* Given problem
Tally the lines in the rows below that contain the string "canola", matching case exactly, and give only that number.

* Excerpted data
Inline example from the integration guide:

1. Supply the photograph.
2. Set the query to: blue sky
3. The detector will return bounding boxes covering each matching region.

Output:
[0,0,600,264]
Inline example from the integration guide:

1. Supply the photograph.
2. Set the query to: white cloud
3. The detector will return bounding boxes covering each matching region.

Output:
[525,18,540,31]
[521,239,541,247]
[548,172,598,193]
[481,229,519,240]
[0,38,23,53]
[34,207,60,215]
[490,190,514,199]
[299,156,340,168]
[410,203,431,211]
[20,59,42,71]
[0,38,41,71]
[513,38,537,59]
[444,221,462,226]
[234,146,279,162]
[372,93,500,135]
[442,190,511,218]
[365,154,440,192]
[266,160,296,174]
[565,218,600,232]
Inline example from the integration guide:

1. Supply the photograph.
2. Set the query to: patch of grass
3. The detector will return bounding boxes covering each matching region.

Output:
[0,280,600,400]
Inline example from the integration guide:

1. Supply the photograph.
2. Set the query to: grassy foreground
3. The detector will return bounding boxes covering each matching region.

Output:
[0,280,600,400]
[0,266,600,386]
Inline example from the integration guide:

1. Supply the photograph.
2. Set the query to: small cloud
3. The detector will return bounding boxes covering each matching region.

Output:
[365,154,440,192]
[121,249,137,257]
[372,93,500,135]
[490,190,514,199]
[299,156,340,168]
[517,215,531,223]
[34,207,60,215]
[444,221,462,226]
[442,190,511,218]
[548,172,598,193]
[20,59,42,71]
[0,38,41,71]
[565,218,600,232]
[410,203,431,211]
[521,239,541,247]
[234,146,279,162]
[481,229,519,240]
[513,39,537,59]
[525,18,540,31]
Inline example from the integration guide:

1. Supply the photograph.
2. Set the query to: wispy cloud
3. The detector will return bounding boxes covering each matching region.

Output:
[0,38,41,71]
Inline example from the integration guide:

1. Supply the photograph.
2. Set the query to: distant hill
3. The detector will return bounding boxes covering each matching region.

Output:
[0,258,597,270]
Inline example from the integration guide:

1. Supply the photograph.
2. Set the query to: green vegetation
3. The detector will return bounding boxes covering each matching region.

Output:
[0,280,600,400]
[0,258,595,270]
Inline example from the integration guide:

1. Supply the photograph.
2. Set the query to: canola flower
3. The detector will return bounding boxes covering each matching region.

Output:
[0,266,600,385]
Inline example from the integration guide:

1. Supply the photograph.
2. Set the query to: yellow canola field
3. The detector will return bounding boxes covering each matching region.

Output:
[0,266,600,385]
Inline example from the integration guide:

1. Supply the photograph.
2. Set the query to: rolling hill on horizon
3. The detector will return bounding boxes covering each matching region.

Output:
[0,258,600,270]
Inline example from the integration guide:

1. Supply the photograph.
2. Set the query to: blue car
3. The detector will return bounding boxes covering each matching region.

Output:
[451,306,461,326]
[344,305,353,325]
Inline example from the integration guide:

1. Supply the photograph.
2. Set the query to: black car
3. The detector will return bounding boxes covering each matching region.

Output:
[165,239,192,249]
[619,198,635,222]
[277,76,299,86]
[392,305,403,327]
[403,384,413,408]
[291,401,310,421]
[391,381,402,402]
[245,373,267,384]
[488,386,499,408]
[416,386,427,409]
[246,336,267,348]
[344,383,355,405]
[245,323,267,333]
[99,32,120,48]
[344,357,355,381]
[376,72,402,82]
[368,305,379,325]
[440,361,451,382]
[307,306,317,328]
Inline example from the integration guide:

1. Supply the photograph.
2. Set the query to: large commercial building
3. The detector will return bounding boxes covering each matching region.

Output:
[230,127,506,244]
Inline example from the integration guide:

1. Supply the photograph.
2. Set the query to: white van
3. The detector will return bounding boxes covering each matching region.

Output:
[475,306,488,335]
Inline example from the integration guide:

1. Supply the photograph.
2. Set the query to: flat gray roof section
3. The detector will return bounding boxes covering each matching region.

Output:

* Worked solution
2